*Exercise directions:* Rewrite every row below, replacing "dataset class" with "category" and changing nothing else.

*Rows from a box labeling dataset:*
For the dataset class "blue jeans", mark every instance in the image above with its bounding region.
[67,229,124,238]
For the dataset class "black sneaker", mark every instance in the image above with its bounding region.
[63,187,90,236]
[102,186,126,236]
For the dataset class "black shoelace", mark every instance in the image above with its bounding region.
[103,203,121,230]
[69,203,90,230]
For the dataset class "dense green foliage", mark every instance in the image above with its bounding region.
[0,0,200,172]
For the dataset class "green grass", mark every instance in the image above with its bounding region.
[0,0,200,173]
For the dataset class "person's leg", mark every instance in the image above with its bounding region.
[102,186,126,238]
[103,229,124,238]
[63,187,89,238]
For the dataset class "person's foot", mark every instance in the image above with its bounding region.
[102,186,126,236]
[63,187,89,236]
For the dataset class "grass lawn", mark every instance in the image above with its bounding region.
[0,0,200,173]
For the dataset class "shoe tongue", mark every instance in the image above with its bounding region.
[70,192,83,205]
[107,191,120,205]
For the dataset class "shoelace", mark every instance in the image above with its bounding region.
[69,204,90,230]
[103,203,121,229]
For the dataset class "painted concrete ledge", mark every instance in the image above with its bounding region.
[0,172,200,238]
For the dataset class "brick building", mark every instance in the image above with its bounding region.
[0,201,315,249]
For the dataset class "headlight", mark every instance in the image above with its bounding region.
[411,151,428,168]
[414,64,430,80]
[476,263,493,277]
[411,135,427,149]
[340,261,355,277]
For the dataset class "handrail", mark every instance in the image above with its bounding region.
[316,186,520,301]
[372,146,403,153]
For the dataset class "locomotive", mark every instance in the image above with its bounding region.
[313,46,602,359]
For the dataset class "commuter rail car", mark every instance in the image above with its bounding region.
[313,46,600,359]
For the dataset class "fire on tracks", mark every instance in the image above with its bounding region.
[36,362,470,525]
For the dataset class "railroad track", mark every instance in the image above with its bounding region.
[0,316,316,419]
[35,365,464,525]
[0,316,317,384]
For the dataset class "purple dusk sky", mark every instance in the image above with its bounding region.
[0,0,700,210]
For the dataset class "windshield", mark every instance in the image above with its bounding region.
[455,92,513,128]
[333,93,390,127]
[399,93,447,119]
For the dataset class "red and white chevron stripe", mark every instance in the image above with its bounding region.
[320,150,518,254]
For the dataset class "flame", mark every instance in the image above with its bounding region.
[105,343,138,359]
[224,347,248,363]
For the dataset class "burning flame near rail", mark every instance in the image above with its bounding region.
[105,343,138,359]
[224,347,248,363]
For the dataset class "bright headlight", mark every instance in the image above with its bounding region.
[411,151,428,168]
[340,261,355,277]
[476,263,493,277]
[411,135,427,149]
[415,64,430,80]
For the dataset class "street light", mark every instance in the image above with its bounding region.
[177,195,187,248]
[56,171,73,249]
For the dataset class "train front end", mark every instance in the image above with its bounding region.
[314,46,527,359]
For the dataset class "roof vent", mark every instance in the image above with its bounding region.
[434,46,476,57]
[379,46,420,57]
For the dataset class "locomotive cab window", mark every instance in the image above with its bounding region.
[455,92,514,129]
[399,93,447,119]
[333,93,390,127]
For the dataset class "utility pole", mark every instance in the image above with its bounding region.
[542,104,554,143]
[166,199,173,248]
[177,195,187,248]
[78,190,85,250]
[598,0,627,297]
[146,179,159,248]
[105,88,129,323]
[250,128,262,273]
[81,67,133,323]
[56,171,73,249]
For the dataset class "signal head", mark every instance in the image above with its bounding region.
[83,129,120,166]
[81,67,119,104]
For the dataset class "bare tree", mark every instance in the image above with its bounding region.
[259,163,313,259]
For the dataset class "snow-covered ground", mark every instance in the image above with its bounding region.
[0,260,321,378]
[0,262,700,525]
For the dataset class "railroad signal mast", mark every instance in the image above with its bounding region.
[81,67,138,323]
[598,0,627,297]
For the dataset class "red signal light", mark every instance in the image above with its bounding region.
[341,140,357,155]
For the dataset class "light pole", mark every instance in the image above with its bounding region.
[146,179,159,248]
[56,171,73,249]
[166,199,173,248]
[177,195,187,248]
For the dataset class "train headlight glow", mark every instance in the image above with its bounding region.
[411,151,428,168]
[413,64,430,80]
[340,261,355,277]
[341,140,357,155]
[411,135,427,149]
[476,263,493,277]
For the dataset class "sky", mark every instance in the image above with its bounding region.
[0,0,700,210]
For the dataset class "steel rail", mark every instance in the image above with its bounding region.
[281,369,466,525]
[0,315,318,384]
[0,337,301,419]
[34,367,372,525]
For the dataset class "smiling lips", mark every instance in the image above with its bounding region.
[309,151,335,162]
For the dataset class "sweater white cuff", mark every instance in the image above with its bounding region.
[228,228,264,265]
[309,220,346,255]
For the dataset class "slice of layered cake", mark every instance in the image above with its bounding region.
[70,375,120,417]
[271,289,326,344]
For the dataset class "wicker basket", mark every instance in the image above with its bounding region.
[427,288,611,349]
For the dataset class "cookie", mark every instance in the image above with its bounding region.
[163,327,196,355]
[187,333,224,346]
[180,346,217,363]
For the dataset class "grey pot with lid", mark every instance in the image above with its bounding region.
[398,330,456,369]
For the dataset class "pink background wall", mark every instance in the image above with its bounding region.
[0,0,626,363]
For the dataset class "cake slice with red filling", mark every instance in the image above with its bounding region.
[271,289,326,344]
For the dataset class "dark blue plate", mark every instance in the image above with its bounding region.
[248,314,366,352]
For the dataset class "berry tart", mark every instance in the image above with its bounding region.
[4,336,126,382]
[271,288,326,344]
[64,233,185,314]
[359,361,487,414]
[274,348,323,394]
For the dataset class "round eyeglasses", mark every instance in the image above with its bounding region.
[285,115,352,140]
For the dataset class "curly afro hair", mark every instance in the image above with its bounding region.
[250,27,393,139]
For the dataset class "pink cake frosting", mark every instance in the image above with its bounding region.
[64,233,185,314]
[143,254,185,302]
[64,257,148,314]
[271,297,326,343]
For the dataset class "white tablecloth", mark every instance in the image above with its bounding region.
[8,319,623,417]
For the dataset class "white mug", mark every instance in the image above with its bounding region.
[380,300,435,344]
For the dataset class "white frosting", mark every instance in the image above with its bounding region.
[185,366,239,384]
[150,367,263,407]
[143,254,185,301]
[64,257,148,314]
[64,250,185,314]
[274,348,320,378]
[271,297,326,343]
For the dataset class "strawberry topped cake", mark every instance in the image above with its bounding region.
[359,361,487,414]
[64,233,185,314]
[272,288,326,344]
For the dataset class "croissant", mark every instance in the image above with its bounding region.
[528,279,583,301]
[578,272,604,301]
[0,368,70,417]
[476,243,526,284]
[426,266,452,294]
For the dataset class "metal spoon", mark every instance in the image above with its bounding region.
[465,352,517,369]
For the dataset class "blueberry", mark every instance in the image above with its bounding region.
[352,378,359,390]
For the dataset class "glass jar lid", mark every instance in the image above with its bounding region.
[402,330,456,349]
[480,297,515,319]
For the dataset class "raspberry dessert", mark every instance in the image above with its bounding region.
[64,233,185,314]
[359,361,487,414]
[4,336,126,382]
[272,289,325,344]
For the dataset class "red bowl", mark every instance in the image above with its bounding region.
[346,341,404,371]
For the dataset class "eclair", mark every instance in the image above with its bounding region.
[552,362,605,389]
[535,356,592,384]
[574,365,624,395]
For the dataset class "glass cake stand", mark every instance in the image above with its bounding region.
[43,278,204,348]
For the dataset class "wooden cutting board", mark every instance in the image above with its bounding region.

*Response:*
For the category "blue jeans", mark every instance in the image above with its bounding region.
[67,229,124,238]
For the category "black sneaker", mark every instance in the image above with its bounding region.
[63,187,90,236]
[102,186,126,236]
For the category "black shoelace", mark every instance in the image above with its bounding region.
[103,203,121,230]
[69,203,90,230]
For the category "dense green foliage", mark every instance in the image above with its bounding region.
[0,0,200,172]
For the category "green grass", mark every instance in the image above with its bounding region.
[0,0,200,173]
For the category "person's leg", mark every instance in the image above with its bounding region.
[102,186,126,238]
[103,229,124,238]
[63,187,89,238]
For the category "person's foot", mark every instance in the image above with its bounding region.
[102,186,126,236]
[63,187,89,236]
For the category "grass lawn", mark every instance in the image above with its bounding region.
[0,0,200,173]
For the category "shoe tongue", mark every instance in the image above with its bounding region.
[70,192,83,205]
[107,191,120,205]
For the category "shoelace", mark every instance in the image above with its bounding region.
[69,204,90,230]
[103,203,121,229]
For the category "painted concrete ledge", mark every instance in the image above with its bounding region.
[0,172,200,238]
For the category "brick building", mark every instance in the image above with its bounding region.
[0,201,315,249]
For the category "headlight", mark every instance in the image above with its bounding region.
[411,151,428,168]
[414,64,430,80]
[476,263,493,277]
[411,135,427,149]
[340,261,355,277]
For the category "handrail", mark every instance in the image above with its bounding region.
[316,186,520,301]
[372,146,403,153]
For the category "locomotive", mark every instance in the image above with its bounding region.
[313,46,602,359]
For the category "commuter rail car", mark every instance in the image above with its bounding region.
[313,46,600,359]
For the category "fire on tracks", mark every instance in the image above with its bounding region.
[36,362,470,525]
For the category "railroad track", mark every instance in the image above with its bounding region.
[0,316,316,419]
[35,365,464,525]
[0,316,317,384]
For the category "purple dusk sky", mark every instance in the image above with its bounding region.
[0,0,700,210]
For the category "windshield", mark every instance in the image above with its bounding region.
[455,92,513,128]
[333,93,390,127]
[399,93,447,119]
For the category "red and white chevron stripe", mark every instance in the image above with its bounding region.
[320,150,518,254]
For the category "flame", mark every instance in the image above with its bounding region.
[105,343,138,359]
[224,347,248,363]
For the category "burning flame near rail", mark every instance in the image above with its bounding region.
[105,343,138,359]
[224,347,248,363]
For the category "bright headlight", mark every instance in the image above with its bounding region.
[411,151,428,168]
[340,261,355,277]
[476,263,493,277]
[411,135,427,149]
[415,64,430,80]
For the category "street light", mark every instance in the image above with its bounding region.
[177,195,187,248]
[56,171,73,249]
For the category "train front end", mark every instance in the image above with its bounding region.
[314,46,527,359]
For the category "roof vent", mark every instance in the image above with its bounding region.
[434,46,476,57]
[379,46,420,57]
For the category "locomotive cab window", mark every instance in the image above with its bounding region.
[455,92,514,129]
[399,93,447,119]
[333,93,390,127]
For the category "utility pole", mark every instance in the image above with its bounding region.
[542,104,554,143]
[166,199,173,248]
[177,195,187,248]
[78,190,85,250]
[598,0,627,297]
[146,179,159,248]
[105,88,129,323]
[250,128,262,273]
[81,67,133,323]
[56,171,73,249]
For the category "signal head", mark every instance in the image above with its bounding region.
[83,129,120,166]
[81,67,119,104]
For the category "bare tree", mark every instance in the image above with its bounding region.
[259,163,313,259]
For the category "snow-covered ground", mark every instance in the image above with its bounding region.
[0,260,321,378]
[0,262,700,525]
For the category "railroad signal mast", mark every instance in the image above with its bounding region.
[81,67,138,323]
[598,0,627,297]
For the category "red signal light", mark every instance in the image above with its bounding region.
[341,140,357,155]
For the category "light pole", mark every instance in the image above with its bounding region.
[146,179,159,248]
[56,171,73,249]
[166,199,173,248]
[177,195,187,248]
For the category "train headlight glow", mark every instance in the image above with its bounding region.
[411,151,428,168]
[413,64,430,80]
[340,261,355,277]
[341,140,357,155]
[411,135,427,149]
[476,263,493,277]
For the category "sky", mark every instance in the image above with its bounding region.
[0,0,700,210]
For the category "steel rail", mark every instance in the image above with its bounding region.
[281,369,466,525]
[0,315,318,384]
[0,337,301,419]
[34,367,372,525]
For the category "smiling lips", mark every instance in the image above with its bounding region.
[309,151,335,162]
For the category "sweater white cuff", mark every instance in the image above with its bounding region.
[228,228,264,265]
[309,220,346,255]
For the category "slice of layered cake", mark every instance in the image above with its bounding region.
[70,375,120,417]
[271,289,326,344]
For the category "wicker basket", mark every instance in the image above with its bounding region.
[427,288,611,349]
For the category "cookie", mark every instance in the image above with its bounding region.
[163,327,196,355]
[187,333,224,346]
[180,346,217,363]
For the category "grey pot with lid", mark every instance in the image above with its bounding region.
[398,330,456,369]
For the category "pink background wall", mark every instance in the image above with its bounding region.
[0,0,626,363]
For the category "cake slice with red filling", mark every instance in the image above with its bounding region.
[271,289,326,344]
For the category "dark blue plate", mark every instance in the image above with its bounding region.
[248,314,366,352]
For the category "berry tart", mark every instance in the image above with its bounding region.
[4,336,126,382]
[271,288,326,344]
[64,233,185,314]
[359,361,487,414]
[274,348,323,394]
For the category "round eyeglasses", mark every instance in the image above with its bounding region.
[285,115,352,140]
For the category "curly afro hair", mark every instance in the image above with its bounding region.
[250,27,393,139]
For the category "pink cake frosting", mark every instance in the image above with its bounding region.
[64,233,185,314]
[143,254,185,302]
[64,257,148,314]
[271,297,326,343]
For the category "white tablecloth", mark every instance in the image above with its bounding region.
[8,319,623,417]
For the category "white mug", mark every instance in the image above with its bounding region.
[380,300,435,344]
For the category "white frosting", mark every instance in the image above with its bounding region.
[185,366,239,384]
[150,367,263,407]
[143,254,185,301]
[64,257,148,314]
[64,250,185,314]
[274,348,320,378]
[271,297,326,343]
For the category "strawberry topped cake", mark every instance in the image above with its bounding region.
[359,361,487,414]
[64,233,185,314]
[272,288,326,344]
For the category "croissant", mark every instance in the image above with its bounding region.
[528,279,583,301]
[578,272,604,301]
[0,368,70,417]
[476,243,526,284]
[426,266,452,294]
For the category "metal spoon", mark every instance in the image above with its bounding region.
[465,352,517,369]
For the category "blueberry", mark every instance in the image above with its bounding region.
[352,378,359,390]
For the category "glass jar lid", mark every instance in the image above with its bounding region.
[402,330,456,349]
[480,297,515,319]
For the category "raspberry dessert", mark every instance in the image above with its bounding region.
[64,233,185,314]
[359,361,487,414]
[4,336,126,382]
[272,289,325,344]
For the category "red bowl", mark every instance in the image above with its bounding region.
[346,341,404,371]
For the category "eclair", mark every instance in the image above with its bounding region.
[552,362,605,389]
[535,356,592,384]
[574,365,624,395]
For the category "glass cake stand", mark every instance in the image above with its bounding region.
[43,278,204,348]
For the category "wooden cutting board", mark every instance in the image above with its bounding region.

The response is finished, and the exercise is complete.